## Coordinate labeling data
>> BEGIN
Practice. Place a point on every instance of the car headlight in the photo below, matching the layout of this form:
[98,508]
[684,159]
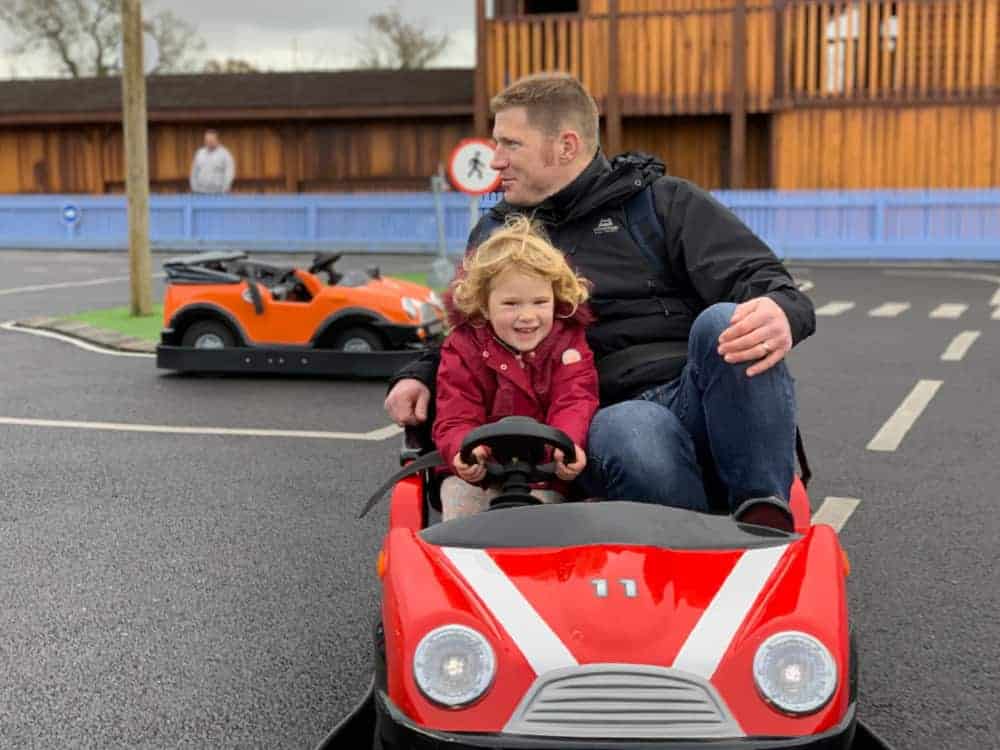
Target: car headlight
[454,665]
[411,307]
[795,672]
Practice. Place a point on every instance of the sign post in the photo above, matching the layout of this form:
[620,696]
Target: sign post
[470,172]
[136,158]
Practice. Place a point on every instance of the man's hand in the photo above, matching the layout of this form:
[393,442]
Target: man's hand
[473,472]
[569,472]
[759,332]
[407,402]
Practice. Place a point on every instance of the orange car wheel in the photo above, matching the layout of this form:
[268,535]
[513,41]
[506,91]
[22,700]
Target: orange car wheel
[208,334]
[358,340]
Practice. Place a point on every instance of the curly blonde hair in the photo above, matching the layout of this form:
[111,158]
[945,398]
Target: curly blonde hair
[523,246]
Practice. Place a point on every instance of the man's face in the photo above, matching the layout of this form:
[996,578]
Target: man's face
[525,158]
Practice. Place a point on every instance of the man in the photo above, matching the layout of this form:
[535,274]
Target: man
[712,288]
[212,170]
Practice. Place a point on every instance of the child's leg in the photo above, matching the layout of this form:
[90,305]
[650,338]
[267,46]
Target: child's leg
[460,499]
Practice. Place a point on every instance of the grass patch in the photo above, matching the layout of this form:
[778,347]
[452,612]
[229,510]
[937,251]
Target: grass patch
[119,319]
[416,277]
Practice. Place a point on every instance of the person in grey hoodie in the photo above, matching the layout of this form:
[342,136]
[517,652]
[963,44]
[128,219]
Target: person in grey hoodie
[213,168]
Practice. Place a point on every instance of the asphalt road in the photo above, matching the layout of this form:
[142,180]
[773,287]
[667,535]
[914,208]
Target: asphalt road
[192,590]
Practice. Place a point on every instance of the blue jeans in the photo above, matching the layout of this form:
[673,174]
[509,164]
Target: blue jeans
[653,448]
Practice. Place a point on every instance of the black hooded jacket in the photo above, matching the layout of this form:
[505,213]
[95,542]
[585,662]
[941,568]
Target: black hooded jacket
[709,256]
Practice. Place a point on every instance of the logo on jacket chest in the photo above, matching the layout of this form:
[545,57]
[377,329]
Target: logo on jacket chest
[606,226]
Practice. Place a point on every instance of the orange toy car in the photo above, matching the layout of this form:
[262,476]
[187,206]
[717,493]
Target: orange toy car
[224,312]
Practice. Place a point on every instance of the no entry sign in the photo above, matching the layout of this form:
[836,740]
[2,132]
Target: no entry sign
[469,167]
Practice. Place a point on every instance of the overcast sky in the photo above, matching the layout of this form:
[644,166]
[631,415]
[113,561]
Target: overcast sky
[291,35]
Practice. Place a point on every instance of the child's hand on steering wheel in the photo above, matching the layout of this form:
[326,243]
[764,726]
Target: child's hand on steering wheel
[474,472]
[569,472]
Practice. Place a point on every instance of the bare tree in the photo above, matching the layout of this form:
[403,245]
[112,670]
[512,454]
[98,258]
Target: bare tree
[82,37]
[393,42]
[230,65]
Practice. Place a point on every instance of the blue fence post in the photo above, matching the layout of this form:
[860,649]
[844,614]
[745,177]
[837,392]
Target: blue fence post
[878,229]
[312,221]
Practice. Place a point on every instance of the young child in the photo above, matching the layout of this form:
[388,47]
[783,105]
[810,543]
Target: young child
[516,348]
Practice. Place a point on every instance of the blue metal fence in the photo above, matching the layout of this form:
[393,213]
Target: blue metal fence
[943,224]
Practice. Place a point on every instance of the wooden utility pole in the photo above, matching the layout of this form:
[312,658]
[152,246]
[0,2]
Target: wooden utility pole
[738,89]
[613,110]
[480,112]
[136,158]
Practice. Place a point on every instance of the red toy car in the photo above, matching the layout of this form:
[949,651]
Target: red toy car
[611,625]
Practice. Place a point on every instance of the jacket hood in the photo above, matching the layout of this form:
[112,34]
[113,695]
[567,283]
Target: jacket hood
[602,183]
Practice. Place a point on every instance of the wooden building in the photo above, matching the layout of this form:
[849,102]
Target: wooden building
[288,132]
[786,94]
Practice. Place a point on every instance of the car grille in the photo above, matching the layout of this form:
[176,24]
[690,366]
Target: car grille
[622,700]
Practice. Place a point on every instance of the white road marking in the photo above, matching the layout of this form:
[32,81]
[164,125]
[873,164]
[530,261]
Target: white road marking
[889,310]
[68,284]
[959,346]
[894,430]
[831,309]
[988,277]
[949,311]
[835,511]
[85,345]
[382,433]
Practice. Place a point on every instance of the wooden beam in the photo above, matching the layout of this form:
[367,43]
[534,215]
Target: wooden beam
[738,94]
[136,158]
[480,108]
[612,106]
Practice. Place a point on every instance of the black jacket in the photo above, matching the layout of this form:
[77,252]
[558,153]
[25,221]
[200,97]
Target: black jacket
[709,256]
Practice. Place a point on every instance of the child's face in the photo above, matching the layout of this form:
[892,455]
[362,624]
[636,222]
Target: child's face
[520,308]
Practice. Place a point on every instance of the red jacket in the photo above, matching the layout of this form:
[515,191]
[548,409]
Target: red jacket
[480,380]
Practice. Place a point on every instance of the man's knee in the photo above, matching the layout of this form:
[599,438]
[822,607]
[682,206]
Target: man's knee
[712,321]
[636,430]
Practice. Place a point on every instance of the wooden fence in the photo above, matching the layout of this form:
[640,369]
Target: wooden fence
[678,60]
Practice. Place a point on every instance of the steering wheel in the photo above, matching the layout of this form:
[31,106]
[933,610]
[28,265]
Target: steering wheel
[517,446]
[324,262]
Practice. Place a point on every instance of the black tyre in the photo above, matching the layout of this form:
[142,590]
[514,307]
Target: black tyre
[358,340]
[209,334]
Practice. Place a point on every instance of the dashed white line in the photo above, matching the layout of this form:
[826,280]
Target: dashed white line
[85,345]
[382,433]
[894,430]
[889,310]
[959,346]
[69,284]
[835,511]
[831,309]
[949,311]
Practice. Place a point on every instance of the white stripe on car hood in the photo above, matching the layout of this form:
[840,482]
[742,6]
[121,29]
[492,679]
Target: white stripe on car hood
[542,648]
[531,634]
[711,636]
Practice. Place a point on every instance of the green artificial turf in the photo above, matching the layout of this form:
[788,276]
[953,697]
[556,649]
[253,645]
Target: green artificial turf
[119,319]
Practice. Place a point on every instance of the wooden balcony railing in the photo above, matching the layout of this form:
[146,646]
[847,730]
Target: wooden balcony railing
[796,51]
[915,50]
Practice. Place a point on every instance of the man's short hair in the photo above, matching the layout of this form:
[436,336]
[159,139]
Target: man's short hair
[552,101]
>> END
Extract every line of the items above word for word, without the pictures.

Practice. Place a point on every instance of the car headlight in the photo below, matching the layout of this form:
[98,508]
[684,159]
Target: car headlight
[454,665]
[411,307]
[795,672]
Practice. Place a point on every instance of the sign post in the photo above, matching the layout of this form:
[620,696]
Target: sign post
[470,172]
[136,158]
Practice. Place a point on every instance of the man's hand in the photo above, matching the layout of this form:
[393,442]
Target: man's hand
[473,472]
[569,472]
[759,332]
[407,402]
Practice. Place a point on every instance of the orange car wheel in the photo above, matching the layout of this form:
[268,535]
[513,41]
[506,91]
[22,700]
Target: orange car wheel
[208,334]
[358,340]
Practice. Place a point on every instance of the curly blonde hair in the photo above, matching the layout of this form:
[111,158]
[945,398]
Target: curly blonde hair
[523,246]
Practice. Place a point on every instance of the man's face in the photo above, matching the layout of this form:
[996,578]
Target: man's face
[525,158]
Practice. Place a point on every instance of the man in the photo above, matching the layout of this form:
[535,274]
Target: man
[712,288]
[212,170]
Practice. Place a point on every instance of the child's leg in the photo above, matching the layout of this form:
[90,305]
[650,338]
[267,46]
Target: child's leg
[460,499]
Practice. Place a point on every instance of the grass patch in the photo above, matching the layout of this form:
[778,347]
[452,612]
[229,510]
[937,251]
Target: grass patch
[119,319]
[416,277]
Practice. Place a point on every instance of the person in grey hoodie in the photo above, matching the layout of this form:
[342,136]
[517,652]
[963,44]
[128,219]
Target: person in grey hoodie
[213,168]
Practice. Place a point on every instance of the asphalt road in the photo above, matching the layout of this form:
[142,180]
[773,287]
[667,535]
[914,208]
Target: asphalt road
[192,590]
Practice. Place a point on every instance of the blue jeans in the photo above, matching the layout of this form:
[673,174]
[509,164]
Target: blue jeans
[653,448]
Practice. Place a point on every instance of the black hooded jacket in the photo above, matching the layout of this form:
[505,213]
[95,542]
[585,662]
[941,568]
Target: black hooded jacket
[709,256]
Practice. Place a point on every instance of the logo on jacket chest in the photo above, matching the layout of this form:
[545,57]
[377,329]
Target: logo on jacket chest
[606,226]
Practice. Place a point on every instance of the orange toy car in the photo above, matching the layout of this form:
[262,476]
[187,206]
[717,493]
Target: orange toy car
[224,312]
Practice. Place a point on every instance of the no entry sign in the photo above, matching the layout of this form:
[836,740]
[2,132]
Target: no entry sign
[469,167]
Practice. Place a point on every instance of the overcast sky in the photo above, matching the layout of this form:
[644,166]
[631,415]
[113,561]
Target: overcast sky
[291,35]
Practice. Place a point on every instance of the child's hand on steering wheel in the photo above, matching the layout of this form:
[326,243]
[764,726]
Target: child's hand on steering wheel
[474,472]
[569,472]
Practice. Place a point on every instance of the bare tree in the photo above, matching the layout of this form:
[403,245]
[112,670]
[512,454]
[98,258]
Target: bare tree
[82,37]
[393,42]
[230,65]
Practice. Place a point on every instance of the blue fence post in the photo above, matching the layout of this form:
[860,649]
[844,614]
[745,177]
[837,392]
Target: blue fence post
[878,229]
[312,221]
Practice. Place a point on every instance of the young child in the photo above, matching the layout of this form:
[388,47]
[783,105]
[810,543]
Target: young child
[516,348]
Practice. Place a point on every instance of the blue metal fence in the photo above, matching the layout of this form:
[393,213]
Target: blue metal fence
[943,224]
Practice. Place a point on every instance of the wooden utility pole in the photo above, matching the layout of this form:
[312,658]
[152,246]
[0,2]
Target: wooden utility pole
[738,89]
[613,110]
[480,112]
[136,158]
Practice. Place a point on every instance of the red toy car in the photo above, matching the layout of this form:
[949,651]
Target: red toy car
[611,625]
Practice. Place a point on every instance of the jacket hood in the photo above, matching the layout of this form:
[112,34]
[113,695]
[567,283]
Target: jacket hood
[602,183]
Practice. Place a point on every instance of the wooden building in the photo above, matching the layout of this form:
[849,102]
Target: wooden building
[288,132]
[786,94]
Practice. Place a point on every instance of the car grille in the photo above, matching the layout of this form:
[176,24]
[690,366]
Target: car grille
[622,700]
Practice. Place a point on every instance of the white road marking in the photo above, matching the layout of this form:
[32,81]
[164,125]
[873,164]
[530,261]
Target: white road marking
[889,310]
[68,284]
[959,346]
[894,430]
[831,309]
[988,277]
[949,311]
[835,511]
[85,345]
[382,433]
Practice. Place a point on every instance of the wooden beam in the photo above, matching the layout of this form:
[367,43]
[534,215]
Target: wooden beam
[738,94]
[136,158]
[480,108]
[612,106]
Practice. Place a point on every instance of the black jacket in the photo above, matching the layout of this form:
[77,252]
[558,153]
[25,221]
[200,97]
Target: black jacket
[709,256]
Practice. Place a point on every instance of the child's face in the photo above, matching the layout of this form:
[892,455]
[362,624]
[636,222]
Target: child's face
[520,308]
Practice. Place a point on every instance of the red jacket in the photo above, matching the layout of this form:
[515,191]
[548,409]
Target: red jacket
[480,380]
Practice. Place a point on every instance of the man's knee in the photo above, matching the layout of this form:
[599,438]
[822,607]
[682,206]
Target: man's knee
[712,321]
[636,430]
Practice. Place a point on every instance of the wooden fence in the photo above, matching the layout of this form:
[640,369]
Target: wooden fence
[678,60]
Practice. Place a point on every instance of the steering wheel in the photo above, matching the layout of this form:
[31,106]
[933,610]
[28,265]
Target: steering wheel
[517,446]
[324,262]
Practice. Place a point on every instance of the black tyre in the photo above, matching the layout of this form:
[142,590]
[514,307]
Target: black tyre
[358,340]
[209,334]
Practice. Place a point on every instance of the dashed white line in the photo above, matching the layout of this form:
[826,280]
Target: dashed white line
[85,345]
[382,433]
[894,430]
[889,310]
[959,346]
[69,284]
[835,511]
[831,309]
[949,311]
Practice. Place a point on every instance of the white stripe on car hood in the photo above, matching the layout of this form:
[840,482]
[742,6]
[121,29]
[492,679]
Target: white stripe on car hood
[542,648]
[531,634]
[711,636]
Practice. Place a point on every instance of the green artificial turf in the photo above, matching the layout of this form:
[788,276]
[953,697]
[556,649]
[253,645]
Target: green artificial turf
[119,319]
Practice. Place a point on every instance of the wooden balcony railing in the photo above, matching the layout of this form:
[146,646]
[847,730]
Target: wooden balcony railing
[796,51]
[915,50]
Practice. Place a point on every instance of the man's short hair in the photo above, matching the layout of this form:
[436,336]
[159,139]
Target: man's short hair
[552,101]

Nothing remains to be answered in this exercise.